Instructions for the task: Copy the entries below exactly, but only from the line containing "snow-covered ground, which" through the final line.

================

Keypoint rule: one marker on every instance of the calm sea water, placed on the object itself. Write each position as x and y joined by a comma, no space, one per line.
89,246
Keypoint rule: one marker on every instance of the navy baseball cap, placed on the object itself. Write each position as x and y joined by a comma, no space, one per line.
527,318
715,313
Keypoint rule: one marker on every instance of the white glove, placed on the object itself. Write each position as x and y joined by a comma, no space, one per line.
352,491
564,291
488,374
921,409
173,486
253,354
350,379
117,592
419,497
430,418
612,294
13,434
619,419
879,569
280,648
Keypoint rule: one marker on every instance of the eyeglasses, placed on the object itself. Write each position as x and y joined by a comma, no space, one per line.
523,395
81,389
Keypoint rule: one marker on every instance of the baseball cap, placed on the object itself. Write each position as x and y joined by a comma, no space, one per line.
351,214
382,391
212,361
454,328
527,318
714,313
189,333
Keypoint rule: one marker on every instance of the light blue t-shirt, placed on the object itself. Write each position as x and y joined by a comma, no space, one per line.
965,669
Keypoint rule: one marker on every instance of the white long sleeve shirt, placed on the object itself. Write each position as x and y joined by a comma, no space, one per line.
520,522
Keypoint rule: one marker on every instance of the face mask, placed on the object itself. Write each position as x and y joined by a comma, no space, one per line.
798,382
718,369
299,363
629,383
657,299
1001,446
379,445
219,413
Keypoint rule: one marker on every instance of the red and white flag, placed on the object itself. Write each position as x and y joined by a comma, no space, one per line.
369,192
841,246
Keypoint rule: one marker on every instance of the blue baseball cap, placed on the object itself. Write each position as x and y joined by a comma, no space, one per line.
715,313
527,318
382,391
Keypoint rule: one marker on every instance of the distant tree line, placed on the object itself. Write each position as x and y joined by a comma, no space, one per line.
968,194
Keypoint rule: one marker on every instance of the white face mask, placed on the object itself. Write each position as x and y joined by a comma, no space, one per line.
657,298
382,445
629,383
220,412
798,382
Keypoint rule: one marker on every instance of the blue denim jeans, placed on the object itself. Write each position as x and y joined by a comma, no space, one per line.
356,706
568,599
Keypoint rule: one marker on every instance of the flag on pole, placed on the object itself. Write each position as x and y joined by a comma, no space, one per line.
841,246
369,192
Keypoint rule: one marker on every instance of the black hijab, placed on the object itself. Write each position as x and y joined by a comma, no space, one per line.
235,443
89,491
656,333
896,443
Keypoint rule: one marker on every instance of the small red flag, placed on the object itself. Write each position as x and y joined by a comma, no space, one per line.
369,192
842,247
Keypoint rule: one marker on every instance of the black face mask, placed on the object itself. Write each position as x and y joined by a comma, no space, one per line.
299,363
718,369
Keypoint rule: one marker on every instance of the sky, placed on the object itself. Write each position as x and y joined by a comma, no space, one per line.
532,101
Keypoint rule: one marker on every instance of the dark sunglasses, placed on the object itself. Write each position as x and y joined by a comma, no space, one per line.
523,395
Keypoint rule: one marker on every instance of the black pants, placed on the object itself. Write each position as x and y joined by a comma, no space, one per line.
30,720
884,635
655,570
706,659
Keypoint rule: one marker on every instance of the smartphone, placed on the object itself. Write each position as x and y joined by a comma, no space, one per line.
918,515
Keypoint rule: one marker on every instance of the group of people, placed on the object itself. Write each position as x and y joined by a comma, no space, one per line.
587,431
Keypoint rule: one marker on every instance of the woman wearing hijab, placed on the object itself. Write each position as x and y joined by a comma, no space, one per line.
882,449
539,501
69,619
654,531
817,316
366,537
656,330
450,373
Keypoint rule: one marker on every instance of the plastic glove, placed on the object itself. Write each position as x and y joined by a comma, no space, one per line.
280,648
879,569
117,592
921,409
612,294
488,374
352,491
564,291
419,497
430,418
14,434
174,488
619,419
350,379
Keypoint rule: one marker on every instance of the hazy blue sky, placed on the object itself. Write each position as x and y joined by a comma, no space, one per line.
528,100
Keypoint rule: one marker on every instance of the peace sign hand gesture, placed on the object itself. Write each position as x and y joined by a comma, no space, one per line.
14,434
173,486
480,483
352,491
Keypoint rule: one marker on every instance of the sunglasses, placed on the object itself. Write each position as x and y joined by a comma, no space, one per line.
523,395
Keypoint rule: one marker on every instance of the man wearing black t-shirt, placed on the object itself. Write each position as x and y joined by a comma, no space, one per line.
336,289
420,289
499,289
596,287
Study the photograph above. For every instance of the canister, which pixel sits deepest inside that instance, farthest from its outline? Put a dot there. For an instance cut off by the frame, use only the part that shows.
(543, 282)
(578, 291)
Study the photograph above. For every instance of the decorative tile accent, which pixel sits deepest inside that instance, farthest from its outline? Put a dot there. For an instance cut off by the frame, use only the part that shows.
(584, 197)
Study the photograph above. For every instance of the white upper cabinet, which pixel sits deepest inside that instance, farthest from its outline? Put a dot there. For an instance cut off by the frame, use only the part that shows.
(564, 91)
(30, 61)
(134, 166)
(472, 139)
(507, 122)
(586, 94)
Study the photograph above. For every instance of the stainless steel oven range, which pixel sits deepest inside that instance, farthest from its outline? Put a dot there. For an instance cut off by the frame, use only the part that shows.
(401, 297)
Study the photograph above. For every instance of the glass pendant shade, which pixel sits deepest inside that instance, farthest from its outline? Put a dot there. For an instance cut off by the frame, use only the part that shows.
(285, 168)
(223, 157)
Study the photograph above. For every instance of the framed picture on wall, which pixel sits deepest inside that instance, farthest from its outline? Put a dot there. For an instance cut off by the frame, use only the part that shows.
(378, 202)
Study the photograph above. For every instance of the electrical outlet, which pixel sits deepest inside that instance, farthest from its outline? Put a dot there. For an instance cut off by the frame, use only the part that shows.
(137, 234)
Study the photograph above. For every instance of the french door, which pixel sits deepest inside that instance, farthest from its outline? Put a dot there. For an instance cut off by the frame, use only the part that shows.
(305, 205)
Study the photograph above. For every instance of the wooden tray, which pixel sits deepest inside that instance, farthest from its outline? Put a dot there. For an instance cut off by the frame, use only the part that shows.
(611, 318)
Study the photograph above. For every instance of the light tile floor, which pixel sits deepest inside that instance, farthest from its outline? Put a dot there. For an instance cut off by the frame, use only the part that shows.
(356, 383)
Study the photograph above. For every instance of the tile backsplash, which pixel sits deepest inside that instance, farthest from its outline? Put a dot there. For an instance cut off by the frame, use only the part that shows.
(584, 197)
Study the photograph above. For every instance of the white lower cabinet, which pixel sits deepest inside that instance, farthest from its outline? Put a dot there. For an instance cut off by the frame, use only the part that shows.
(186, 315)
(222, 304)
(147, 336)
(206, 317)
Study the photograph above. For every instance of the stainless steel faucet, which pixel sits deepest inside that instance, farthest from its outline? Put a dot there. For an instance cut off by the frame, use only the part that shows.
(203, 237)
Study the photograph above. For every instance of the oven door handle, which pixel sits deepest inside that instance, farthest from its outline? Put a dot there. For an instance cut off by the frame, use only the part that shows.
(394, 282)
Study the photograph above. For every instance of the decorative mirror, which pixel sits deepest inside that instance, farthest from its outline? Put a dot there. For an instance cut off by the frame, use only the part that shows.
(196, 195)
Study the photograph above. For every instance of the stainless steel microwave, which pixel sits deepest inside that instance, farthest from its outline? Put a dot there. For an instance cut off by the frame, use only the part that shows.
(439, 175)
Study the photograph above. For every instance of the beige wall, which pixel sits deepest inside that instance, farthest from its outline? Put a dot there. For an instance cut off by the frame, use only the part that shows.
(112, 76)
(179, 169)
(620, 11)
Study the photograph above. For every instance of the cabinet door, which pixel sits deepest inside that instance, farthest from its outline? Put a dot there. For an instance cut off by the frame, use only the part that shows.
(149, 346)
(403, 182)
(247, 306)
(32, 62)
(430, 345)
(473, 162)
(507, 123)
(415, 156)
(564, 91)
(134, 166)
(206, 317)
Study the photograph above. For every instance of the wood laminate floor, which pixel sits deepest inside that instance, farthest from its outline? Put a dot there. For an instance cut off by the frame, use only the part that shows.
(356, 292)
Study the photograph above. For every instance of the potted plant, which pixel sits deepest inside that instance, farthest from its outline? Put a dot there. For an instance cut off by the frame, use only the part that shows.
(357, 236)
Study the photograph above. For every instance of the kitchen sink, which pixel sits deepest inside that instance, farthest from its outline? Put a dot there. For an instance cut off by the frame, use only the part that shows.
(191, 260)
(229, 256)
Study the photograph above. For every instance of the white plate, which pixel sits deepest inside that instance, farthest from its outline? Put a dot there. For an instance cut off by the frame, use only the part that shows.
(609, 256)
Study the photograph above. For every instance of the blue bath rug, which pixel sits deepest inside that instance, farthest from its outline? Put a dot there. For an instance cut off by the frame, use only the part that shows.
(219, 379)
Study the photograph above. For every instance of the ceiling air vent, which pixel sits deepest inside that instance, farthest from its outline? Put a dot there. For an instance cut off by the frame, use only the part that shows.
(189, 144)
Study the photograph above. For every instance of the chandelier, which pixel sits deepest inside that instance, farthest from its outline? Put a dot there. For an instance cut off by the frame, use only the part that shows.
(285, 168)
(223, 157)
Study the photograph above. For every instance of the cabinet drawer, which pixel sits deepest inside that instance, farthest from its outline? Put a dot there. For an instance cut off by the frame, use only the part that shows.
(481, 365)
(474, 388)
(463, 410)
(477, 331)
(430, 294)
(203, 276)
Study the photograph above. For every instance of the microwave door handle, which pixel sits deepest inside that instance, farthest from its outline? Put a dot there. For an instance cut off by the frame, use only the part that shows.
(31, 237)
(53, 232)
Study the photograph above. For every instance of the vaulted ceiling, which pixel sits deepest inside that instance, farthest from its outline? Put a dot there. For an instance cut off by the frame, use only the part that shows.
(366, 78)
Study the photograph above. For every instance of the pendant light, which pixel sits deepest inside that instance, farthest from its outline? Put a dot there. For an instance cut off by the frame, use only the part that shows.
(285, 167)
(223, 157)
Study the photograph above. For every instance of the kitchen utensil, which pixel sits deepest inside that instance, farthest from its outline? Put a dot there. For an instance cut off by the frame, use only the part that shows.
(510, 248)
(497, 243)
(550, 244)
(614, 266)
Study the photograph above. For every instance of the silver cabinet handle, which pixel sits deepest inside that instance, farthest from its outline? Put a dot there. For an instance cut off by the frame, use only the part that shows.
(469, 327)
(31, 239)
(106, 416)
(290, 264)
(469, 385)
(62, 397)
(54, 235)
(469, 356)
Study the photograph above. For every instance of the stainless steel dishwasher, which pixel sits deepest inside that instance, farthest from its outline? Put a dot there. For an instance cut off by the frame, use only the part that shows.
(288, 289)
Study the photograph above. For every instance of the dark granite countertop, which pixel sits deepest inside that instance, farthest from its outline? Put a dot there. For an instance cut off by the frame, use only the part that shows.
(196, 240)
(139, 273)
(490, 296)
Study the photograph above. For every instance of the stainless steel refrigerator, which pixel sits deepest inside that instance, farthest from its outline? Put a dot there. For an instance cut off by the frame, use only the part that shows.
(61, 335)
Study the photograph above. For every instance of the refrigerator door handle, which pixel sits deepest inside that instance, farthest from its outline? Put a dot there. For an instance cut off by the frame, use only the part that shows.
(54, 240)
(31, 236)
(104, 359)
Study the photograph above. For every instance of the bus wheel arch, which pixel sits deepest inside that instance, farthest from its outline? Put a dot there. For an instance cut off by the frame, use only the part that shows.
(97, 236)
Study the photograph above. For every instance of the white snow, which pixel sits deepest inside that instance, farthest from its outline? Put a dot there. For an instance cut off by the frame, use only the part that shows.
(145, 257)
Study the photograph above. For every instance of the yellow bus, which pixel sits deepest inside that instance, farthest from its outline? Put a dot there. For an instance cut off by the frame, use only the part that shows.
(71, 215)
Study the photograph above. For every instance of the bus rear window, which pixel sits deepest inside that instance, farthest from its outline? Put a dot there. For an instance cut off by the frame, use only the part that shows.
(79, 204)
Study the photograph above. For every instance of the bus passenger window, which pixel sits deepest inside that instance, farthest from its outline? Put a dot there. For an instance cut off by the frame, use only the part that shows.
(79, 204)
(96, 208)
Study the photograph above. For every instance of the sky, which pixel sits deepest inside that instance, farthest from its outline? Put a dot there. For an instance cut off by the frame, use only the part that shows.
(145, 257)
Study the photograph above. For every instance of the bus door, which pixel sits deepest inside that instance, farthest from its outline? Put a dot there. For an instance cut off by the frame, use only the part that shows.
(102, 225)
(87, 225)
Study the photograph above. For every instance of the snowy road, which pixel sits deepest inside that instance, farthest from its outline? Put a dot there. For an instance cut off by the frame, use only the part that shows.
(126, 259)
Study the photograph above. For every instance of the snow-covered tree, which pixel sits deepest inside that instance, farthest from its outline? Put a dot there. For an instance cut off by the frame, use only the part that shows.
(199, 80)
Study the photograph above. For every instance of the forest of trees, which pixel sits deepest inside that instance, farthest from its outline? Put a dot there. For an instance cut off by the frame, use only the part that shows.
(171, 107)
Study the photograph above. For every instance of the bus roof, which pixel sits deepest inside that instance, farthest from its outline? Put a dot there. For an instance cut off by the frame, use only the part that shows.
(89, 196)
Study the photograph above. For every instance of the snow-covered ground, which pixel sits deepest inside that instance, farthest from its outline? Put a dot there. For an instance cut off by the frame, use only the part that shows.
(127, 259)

================

Answer below:
Study the photograph above. For every instance of the snow-covered ground, which pixel sits deepest inside that instance, farthest from its outline? Put a dot there. For an instance cut off by the frame, use only the part that shows.
(127, 259)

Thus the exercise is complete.